Stored data entries ::
***
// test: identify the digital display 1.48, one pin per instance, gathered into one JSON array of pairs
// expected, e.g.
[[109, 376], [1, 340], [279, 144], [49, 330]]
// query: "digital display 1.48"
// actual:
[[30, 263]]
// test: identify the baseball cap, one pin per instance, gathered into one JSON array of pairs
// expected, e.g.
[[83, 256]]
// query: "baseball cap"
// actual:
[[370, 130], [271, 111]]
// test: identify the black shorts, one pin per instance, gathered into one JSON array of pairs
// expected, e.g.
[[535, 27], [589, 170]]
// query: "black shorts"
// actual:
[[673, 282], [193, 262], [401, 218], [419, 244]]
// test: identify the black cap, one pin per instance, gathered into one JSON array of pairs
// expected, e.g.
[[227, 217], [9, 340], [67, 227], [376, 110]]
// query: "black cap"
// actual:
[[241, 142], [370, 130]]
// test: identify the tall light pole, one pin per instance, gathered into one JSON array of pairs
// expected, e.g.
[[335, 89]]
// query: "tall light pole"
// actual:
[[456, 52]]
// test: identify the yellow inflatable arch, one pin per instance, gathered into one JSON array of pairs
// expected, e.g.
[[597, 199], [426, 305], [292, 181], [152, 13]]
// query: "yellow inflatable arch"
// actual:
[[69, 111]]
***
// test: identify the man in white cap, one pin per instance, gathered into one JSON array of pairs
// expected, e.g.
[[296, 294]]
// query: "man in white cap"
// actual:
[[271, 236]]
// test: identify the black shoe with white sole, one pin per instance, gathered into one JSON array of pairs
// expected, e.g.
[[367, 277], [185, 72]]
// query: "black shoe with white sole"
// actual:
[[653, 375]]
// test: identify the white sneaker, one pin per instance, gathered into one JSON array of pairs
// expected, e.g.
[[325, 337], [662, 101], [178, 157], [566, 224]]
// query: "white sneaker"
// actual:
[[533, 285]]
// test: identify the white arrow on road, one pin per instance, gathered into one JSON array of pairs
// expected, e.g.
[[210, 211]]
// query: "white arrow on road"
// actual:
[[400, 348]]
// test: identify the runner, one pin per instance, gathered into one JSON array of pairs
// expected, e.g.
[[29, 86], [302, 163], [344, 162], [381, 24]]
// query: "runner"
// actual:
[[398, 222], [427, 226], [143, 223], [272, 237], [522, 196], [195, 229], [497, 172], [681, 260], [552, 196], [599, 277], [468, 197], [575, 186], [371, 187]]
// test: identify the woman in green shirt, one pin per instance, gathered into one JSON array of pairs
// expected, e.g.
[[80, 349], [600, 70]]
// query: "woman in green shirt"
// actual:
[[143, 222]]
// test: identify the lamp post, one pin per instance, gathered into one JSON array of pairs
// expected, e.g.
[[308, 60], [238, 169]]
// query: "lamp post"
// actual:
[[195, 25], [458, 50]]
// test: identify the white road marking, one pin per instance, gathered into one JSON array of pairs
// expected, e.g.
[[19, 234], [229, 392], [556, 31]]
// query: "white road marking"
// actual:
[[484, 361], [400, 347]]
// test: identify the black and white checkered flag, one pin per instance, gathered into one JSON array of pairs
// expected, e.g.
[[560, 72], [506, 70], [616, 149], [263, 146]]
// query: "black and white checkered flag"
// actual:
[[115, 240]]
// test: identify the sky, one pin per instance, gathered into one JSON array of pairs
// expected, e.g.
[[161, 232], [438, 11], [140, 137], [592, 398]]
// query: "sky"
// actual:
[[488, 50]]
***
Task statement ::
Lines with "post": find them in the data and copy each one.

Answer box ::
// test: identify the lamp post, one pin per instance, gathered into one JSON array of pairs
// query: "lamp post"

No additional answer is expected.